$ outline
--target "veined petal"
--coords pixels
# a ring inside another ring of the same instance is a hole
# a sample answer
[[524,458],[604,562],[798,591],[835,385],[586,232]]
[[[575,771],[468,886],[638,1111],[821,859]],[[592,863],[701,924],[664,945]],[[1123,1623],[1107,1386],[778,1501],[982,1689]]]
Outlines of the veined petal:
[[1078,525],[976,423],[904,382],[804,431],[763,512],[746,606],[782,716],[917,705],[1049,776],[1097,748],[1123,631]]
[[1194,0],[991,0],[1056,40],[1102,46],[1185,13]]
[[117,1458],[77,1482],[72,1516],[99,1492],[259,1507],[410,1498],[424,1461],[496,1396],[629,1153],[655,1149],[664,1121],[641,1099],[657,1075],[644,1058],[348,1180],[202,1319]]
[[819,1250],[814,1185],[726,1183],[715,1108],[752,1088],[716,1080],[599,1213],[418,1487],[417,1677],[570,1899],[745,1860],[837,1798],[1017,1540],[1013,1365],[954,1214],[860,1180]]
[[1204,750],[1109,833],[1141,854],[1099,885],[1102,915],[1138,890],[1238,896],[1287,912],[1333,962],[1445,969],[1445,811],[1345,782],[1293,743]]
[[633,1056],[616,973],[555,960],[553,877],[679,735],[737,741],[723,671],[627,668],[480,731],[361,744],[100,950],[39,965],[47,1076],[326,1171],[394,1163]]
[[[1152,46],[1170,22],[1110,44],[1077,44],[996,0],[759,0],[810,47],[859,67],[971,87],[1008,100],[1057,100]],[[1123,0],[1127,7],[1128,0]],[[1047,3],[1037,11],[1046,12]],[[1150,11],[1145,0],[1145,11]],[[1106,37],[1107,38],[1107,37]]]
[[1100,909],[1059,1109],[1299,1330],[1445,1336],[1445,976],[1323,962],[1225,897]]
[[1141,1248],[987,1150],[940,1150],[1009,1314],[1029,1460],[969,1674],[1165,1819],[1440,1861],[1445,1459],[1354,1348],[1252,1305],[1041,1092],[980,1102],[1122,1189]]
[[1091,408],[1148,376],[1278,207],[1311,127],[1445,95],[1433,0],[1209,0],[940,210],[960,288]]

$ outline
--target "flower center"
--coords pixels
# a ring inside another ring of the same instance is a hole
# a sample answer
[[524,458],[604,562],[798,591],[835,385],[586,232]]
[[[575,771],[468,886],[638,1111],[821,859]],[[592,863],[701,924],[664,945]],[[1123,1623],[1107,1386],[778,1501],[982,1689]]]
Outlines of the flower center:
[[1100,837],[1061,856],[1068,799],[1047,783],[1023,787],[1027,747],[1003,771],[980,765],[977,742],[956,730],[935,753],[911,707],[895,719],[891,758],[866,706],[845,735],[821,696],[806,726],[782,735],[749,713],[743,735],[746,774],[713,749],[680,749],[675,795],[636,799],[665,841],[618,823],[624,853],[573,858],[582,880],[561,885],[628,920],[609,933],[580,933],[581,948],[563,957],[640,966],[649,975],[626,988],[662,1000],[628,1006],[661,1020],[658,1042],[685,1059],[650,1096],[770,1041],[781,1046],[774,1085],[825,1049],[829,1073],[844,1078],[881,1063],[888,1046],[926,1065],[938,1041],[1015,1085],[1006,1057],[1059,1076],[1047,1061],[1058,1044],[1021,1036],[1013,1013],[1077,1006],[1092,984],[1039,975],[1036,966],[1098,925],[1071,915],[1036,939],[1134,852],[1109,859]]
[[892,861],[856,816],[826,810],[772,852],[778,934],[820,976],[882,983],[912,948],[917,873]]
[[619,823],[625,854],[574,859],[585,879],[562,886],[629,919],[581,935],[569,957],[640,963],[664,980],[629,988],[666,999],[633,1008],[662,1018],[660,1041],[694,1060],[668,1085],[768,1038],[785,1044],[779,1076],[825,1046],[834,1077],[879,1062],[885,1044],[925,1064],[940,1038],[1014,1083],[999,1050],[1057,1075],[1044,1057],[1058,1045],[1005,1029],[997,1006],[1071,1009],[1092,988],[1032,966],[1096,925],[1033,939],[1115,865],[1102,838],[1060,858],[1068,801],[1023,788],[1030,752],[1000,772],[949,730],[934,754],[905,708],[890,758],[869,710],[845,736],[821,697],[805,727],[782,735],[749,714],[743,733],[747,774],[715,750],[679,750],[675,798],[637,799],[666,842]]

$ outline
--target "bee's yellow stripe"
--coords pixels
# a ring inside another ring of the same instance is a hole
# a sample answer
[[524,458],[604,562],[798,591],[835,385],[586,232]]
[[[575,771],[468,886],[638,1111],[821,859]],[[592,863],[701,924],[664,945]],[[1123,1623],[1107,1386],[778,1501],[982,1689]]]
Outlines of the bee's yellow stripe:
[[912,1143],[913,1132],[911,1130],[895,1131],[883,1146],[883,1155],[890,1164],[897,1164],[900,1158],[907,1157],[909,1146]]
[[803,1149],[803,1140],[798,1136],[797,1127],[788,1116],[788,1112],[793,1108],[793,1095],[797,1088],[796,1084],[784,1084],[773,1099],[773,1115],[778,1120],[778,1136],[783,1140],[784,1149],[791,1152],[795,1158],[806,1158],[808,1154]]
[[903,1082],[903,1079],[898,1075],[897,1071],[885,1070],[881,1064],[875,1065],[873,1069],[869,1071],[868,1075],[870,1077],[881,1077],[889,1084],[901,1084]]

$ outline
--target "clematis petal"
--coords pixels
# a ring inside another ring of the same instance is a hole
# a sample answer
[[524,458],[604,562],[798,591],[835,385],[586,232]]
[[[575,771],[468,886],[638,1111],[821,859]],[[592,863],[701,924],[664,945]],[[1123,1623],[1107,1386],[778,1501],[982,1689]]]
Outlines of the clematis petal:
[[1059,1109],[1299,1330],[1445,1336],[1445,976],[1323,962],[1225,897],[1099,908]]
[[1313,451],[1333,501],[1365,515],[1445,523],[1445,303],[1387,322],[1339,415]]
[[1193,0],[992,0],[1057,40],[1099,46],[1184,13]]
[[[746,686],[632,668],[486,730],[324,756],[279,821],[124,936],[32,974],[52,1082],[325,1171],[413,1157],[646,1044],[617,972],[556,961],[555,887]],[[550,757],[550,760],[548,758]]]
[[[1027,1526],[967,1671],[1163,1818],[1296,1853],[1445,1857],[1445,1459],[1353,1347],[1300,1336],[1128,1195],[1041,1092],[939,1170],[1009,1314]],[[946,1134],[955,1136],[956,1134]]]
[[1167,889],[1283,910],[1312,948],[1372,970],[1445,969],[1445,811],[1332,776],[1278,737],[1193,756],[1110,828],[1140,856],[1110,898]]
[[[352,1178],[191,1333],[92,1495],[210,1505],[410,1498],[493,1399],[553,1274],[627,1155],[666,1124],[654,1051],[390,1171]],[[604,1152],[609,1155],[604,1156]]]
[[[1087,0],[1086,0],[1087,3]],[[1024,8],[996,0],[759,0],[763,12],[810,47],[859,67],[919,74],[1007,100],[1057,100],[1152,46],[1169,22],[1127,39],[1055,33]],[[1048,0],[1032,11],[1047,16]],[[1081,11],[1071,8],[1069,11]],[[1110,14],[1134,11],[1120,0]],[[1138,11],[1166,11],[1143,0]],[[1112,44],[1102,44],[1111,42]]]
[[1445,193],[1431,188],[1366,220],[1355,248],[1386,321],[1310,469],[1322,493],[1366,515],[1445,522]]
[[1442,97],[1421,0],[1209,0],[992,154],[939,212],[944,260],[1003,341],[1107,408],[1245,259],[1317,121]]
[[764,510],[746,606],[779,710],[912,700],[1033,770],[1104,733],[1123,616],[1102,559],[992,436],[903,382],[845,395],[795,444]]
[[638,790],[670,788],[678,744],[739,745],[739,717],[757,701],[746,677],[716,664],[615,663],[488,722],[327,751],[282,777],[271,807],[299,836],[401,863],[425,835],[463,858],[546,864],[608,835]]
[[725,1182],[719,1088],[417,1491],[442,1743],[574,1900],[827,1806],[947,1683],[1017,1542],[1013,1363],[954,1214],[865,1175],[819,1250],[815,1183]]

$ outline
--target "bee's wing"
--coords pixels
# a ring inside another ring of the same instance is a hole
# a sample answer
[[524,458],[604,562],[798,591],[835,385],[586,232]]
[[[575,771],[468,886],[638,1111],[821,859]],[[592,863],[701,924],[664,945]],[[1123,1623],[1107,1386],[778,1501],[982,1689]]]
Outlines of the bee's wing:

******

#### [Problem to work on]
Among the lines above, show every one that contains the string "wing".

#### [Solution for this exercise]
--target "bee's wing"
Outlines of the bee's wing:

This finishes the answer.